必須タスク
「Can you find the patterned」を含む行から「x=724, y=265」を含む行まで（両端の行も含む）を、一字一句変えずに打ち直してもらえますか？その範囲の行だけを出してください。

[一連のレコード]
++++++++++++++++++++

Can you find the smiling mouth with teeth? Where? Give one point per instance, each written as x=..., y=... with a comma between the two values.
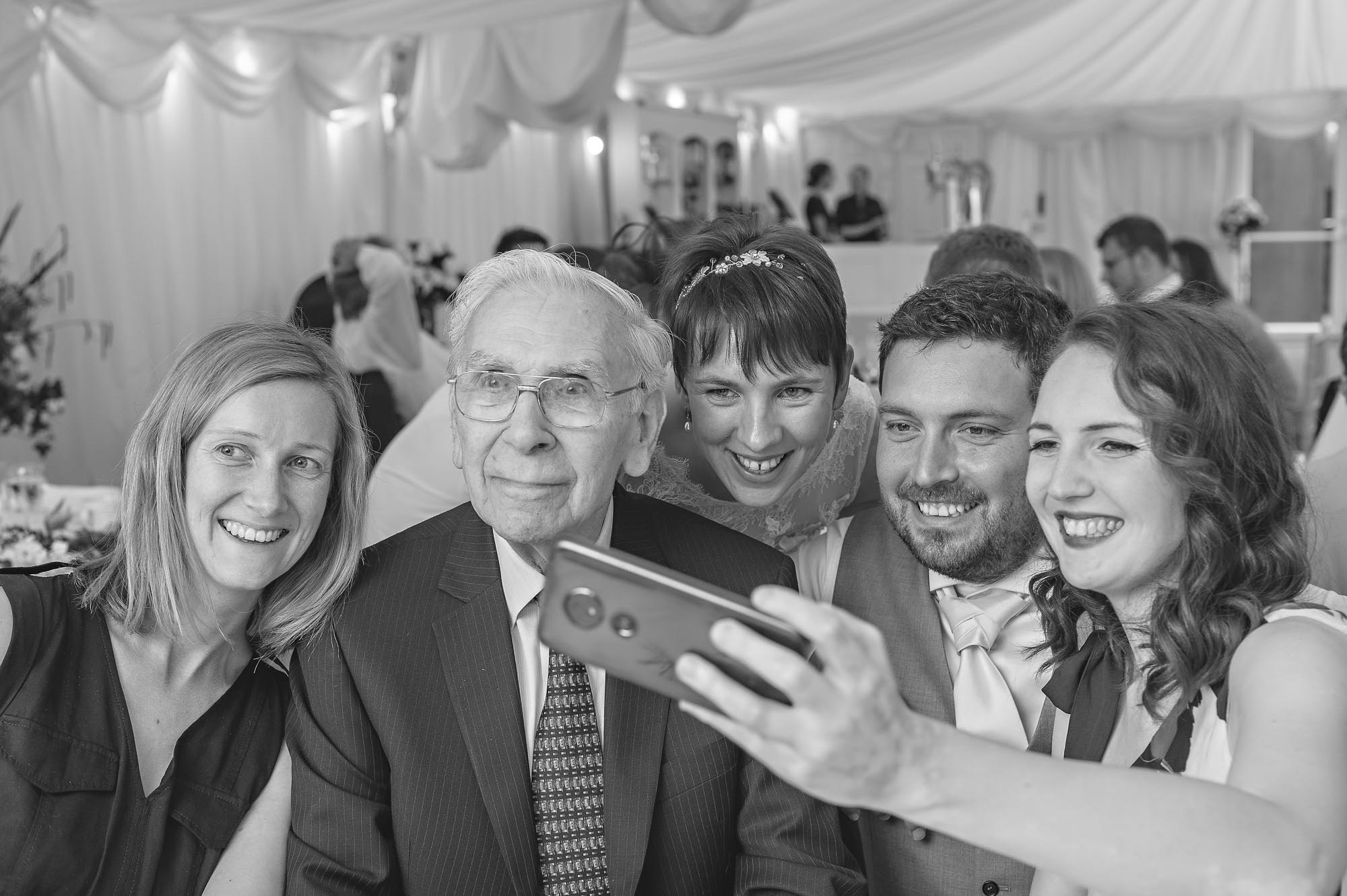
x=250, y=535
x=944, y=509
x=759, y=467
x=1089, y=526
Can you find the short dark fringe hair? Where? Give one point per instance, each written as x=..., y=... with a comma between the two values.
x=1212, y=419
x=1136, y=232
x=989, y=307
x=985, y=249
x=781, y=318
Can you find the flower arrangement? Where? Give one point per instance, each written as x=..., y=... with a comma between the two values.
x=29, y=547
x=26, y=405
x=433, y=281
x=1240, y=217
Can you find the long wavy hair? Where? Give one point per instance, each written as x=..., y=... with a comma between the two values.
x=150, y=580
x=1212, y=420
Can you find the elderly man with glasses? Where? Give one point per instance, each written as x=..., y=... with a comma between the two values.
x=438, y=746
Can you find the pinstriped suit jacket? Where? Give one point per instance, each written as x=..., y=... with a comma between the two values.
x=410, y=769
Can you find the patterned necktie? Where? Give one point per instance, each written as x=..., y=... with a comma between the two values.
x=983, y=699
x=569, y=785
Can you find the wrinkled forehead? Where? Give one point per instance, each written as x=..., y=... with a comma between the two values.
x=564, y=333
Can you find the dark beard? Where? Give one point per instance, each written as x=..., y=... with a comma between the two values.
x=1001, y=544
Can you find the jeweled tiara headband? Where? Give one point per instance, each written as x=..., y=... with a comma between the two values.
x=724, y=265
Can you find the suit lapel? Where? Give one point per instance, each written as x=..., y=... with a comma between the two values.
x=634, y=736
x=479, y=658
x=882, y=582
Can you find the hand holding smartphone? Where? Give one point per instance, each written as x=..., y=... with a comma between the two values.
x=635, y=619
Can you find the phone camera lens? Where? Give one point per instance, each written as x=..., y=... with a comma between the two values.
x=624, y=626
x=584, y=607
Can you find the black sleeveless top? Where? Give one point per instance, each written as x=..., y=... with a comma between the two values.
x=73, y=815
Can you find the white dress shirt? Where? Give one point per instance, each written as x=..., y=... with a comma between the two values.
x=522, y=584
x=817, y=568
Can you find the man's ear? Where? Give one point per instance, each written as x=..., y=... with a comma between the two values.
x=844, y=380
x=650, y=417
x=456, y=443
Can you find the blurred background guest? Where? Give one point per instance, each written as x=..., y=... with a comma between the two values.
x=1327, y=482
x=378, y=335
x=983, y=249
x=822, y=225
x=1202, y=285
x=145, y=751
x=1140, y=265
x=521, y=238
x=1070, y=279
x=1135, y=254
x=860, y=215
x=770, y=435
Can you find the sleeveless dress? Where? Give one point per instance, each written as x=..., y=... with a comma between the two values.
x=808, y=509
x=1194, y=742
x=73, y=813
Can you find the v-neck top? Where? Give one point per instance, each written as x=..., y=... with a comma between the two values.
x=76, y=817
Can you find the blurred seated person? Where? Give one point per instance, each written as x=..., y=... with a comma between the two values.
x=984, y=249
x=1202, y=285
x=1070, y=279
x=768, y=434
x=413, y=479
x=521, y=238
x=860, y=217
x=378, y=335
x=821, y=221
x=635, y=273
x=143, y=749
x=315, y=308
x=1326, y=475
x=1326, y=478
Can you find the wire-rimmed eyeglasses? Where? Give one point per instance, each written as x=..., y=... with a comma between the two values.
x=573, y=403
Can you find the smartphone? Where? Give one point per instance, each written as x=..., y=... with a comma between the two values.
x=635, y=619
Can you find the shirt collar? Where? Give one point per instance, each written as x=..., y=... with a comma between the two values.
x=521, y=582
x=1016, y=582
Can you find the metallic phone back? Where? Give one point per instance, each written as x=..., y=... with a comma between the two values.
x=646, y=618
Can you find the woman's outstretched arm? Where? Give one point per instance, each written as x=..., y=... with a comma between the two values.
x=255, y=860
x=849, y=739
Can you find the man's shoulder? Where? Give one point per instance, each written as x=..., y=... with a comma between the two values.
x=401, y=574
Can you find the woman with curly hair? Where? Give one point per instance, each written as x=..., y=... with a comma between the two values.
x=1181, y=625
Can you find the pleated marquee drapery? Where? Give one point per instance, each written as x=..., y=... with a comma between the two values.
x=204, y=153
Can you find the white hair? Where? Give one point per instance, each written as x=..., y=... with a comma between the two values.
x=649, y=342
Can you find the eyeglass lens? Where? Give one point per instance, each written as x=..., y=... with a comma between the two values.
x=491, y=397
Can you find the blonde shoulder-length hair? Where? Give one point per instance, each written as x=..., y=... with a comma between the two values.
x=149, y=578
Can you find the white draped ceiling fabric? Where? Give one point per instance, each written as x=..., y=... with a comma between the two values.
x=205, y=153
x=1101, y=106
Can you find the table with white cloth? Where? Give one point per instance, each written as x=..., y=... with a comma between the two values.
x=61, y=522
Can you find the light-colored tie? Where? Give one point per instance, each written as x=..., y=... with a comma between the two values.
x=983, y=700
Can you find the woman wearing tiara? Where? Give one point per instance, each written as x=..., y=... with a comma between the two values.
x=777, y=434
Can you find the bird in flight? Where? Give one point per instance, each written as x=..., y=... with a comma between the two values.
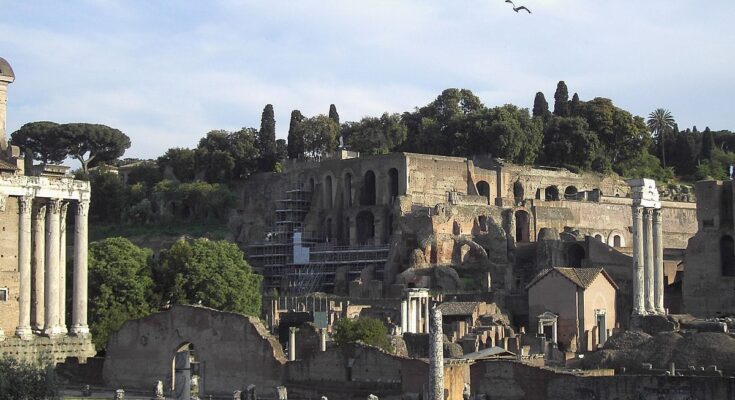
x=516, y=9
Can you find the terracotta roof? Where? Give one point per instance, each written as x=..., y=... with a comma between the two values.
x=452, y=308
x=582, y=277
x=6, y=166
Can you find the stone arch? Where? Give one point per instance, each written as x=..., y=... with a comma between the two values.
x=483, y=189
x=518, y=192
x=392, y=184
x=523, y=226
x=368, y=189
x=328, y=192
x=552, y=193
x=365, y=227
x=575, y=255
x=727, y=255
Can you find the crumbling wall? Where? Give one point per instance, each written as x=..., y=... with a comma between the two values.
x=234, y=350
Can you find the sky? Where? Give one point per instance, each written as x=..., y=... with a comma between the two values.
x=167, y=72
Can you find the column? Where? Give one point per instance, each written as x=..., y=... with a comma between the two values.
x=648, y=261
x=62, y=267
x=79, y=302
x=436, y=356
x=51, y=288
x=638, y=305
x=404, y=316
x=39, y=266
x=25, y=209
x=658, y=263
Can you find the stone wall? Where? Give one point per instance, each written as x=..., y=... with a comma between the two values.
x=505, y=380
x=233, y=350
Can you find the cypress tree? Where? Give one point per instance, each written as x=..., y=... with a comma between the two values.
x=267, y=140
x=561, y=100
x=295, y=146
x=708, y=144
x=333, y=113
x=540, y=105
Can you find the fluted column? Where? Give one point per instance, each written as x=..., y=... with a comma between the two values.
x=658, y=263
x=648, y=261
x=25, y=208
x=79, y=312
x=638, y=304
x=62, y=267
x=53, y=223
x=39, y=266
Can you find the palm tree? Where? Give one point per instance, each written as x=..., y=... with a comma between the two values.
x=659, y=122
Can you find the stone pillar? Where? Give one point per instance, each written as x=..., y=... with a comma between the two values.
x=404, y=315
x=648, y=259
x=25, y=208
x=292, y=344
x=62, y=267
x=79, y=302
x=51, y=295
x=638, y=305
x=658, y=263
x=39, y=266
x=436, y=356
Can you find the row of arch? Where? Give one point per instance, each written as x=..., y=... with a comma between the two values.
x=368, y=193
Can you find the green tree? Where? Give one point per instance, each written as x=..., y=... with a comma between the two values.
x=660, y=122
x=368, y=330
x=540, y=106
x=375, y=135
x=120, y=286
x=319, y=134
x=214, y=273
x=333, y=115
x=35, y=140
x=561, y=100
x=92, y=144
x=267, y=140
x=179, y=161
x=295, y=144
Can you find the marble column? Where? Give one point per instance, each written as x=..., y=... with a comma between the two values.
x=436, y=356
x=648, y=260
x=658, y=263
x=62, y=267
x=79, y=301
x=51, y=288
x=39, y=266
x=638, y=304
x=25, y=208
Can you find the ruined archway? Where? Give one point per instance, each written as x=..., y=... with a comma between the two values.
x=575, y=255
x=523, y=226
x=483, y=189
x=365, y=227
x=368, y=189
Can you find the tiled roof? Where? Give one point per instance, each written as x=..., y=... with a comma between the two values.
x=451, y=308
x=582, y=277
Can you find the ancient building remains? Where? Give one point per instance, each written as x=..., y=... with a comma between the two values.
x=33, y=253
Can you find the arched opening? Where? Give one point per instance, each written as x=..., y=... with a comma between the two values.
x=552, y=193
x=483, y=189
x=617, y=241
x=368, y=189
x=393, y=184
x=348, y=190
x=365, y=227
x=328, y=194
x=523, y=224
x=727, y=255
x=518, y=191
x=575, y=255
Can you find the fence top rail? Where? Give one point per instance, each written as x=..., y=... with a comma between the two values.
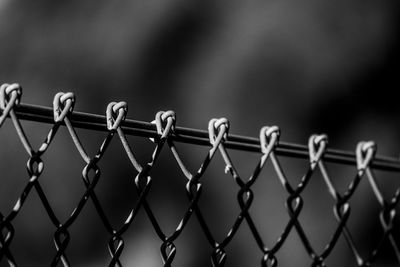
x=195, y=136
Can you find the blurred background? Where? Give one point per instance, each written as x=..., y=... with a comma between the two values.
x=307, y=66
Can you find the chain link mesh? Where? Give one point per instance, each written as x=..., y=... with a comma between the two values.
x=218, y=133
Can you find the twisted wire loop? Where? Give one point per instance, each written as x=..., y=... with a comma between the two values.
x=167, y=137
x=294, y=201
x=63, y=105
x=365, y=152
x=9, y=97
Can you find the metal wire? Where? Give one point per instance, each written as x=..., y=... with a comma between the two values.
x=165, y=134
x=198, y=137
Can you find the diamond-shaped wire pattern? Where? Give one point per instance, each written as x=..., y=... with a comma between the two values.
x=163, y=140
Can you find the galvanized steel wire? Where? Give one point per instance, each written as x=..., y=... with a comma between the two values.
x=165, y=134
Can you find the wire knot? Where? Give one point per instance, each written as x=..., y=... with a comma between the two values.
x=116, y=113
x=316, y=146
x=165, y=123
x=218, y=130
x=365, y=152
x=63, y=104
x=269, y=138
x=10, y=95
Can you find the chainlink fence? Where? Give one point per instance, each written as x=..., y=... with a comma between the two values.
x=166, y=136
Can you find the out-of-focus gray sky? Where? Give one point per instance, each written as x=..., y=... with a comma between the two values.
x=309, y=67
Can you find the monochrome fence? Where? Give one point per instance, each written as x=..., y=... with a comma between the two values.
x=165, y=134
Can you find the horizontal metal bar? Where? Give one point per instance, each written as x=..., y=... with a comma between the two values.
x=199, y=137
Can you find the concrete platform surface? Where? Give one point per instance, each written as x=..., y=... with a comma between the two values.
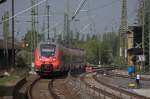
x=144, y=92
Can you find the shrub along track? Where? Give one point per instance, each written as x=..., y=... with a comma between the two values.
x=54, y=88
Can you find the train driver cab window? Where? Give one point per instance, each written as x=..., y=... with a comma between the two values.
x=48, y=50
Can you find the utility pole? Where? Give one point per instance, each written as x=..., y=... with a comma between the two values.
x=122, y=32
x=13, y=49
x=6, y=34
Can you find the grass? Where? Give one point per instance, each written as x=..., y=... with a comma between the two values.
x=4, y=80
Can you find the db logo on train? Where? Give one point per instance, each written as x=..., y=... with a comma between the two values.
x=88, y=69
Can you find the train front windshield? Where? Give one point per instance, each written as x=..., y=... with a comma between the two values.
x=48, y=50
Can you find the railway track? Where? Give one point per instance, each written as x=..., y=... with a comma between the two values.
x=21, y=88
x=103, y=89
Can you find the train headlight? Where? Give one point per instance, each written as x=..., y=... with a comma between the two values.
x=54, y=59
x=40, y=58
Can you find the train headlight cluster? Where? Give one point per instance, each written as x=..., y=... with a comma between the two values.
x=54, y=59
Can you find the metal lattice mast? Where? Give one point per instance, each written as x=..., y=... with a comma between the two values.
x=66, y=21
x=122, y=32
x=141, y=7
x=48, y=8
x=34, y=25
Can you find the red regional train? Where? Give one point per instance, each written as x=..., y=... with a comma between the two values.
x=51, y=57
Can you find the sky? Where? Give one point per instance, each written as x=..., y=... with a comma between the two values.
x=96, y=16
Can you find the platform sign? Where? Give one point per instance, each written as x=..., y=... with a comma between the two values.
x=131, y=70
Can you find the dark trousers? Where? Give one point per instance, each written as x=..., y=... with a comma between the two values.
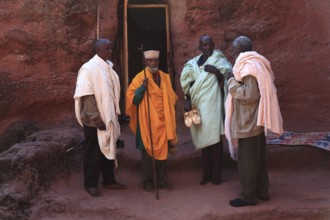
x=212, y=162
x=147, y=170
x=95, y=162
x=252, y=167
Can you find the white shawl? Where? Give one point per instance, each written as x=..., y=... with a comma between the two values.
x=96, y=77
x=269, y=114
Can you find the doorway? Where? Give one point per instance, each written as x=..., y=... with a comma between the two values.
x=145, y=23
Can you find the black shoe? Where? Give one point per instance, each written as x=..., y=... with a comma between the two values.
x=204, y=182
x=115, y=186
x=239, y=203
x=164, y=186
x=148, y=187
x=94, y=192
x=264, y=198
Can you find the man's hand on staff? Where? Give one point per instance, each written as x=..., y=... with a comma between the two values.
x=145, y=83
x=100, y=125
x=229, y=74
x=211, y=69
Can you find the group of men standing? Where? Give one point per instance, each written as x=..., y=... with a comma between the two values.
x=238, y=102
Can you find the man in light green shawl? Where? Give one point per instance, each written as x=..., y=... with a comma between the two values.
x=203, y=83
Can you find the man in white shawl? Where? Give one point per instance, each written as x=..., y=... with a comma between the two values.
x=203, y=83
x=252, y=110
x=97, y=98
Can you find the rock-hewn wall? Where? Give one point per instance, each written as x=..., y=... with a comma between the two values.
x=43, y=43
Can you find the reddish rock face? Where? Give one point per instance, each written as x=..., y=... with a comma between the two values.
x=44, y=43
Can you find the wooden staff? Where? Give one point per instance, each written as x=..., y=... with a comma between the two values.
x=152, y=145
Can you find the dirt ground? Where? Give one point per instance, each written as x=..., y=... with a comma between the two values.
x=299, y=189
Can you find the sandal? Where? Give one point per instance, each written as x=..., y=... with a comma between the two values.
x=196, y=117
x=188, y=119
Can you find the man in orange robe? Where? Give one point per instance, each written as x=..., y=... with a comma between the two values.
x=151, y=95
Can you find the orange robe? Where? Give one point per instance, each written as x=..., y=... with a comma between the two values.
x=162, y=102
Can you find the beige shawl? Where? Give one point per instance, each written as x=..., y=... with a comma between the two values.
x=269, y=114
x=96, y=77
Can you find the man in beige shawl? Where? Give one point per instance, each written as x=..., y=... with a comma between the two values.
x=252, y=110
x=203, y=83
x=97, y=98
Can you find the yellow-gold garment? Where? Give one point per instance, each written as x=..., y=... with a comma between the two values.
x=162, y=100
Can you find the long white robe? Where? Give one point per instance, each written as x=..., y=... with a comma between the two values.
x=96, y=77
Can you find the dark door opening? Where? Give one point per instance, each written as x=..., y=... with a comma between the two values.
x=147, y=26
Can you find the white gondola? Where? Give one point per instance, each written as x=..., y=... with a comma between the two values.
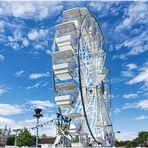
x=63, y=71
x=66, y=101
x=66, y=53
x=66, y=37
x=67, y=87
x=76, y=14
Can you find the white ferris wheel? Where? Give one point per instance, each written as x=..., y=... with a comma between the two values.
x=82, y=81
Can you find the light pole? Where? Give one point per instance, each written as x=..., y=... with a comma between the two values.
x=37, y=115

++++++++++++++++++++

以下が結果
Can you find the patterned necktie? Where? Give one point per instance, each written as x=..., y=... with a comma between the two values.
x=983, y=699
x=569, y=785
Can you find the wrinkled forehead? Where? Give one point per instance, each written as x=..., y=... with a comma between the two values.
x=564, y=333
Can you find the dark beard? Where? Give one point per instance, each written as x=..., y=... with a comma between the two values.
x=1001, y=544
Can you find the jeweled tiara headband? Where? Give one point per instance, each written as x=..., y=... with a comma between the two values.
x=724, y=265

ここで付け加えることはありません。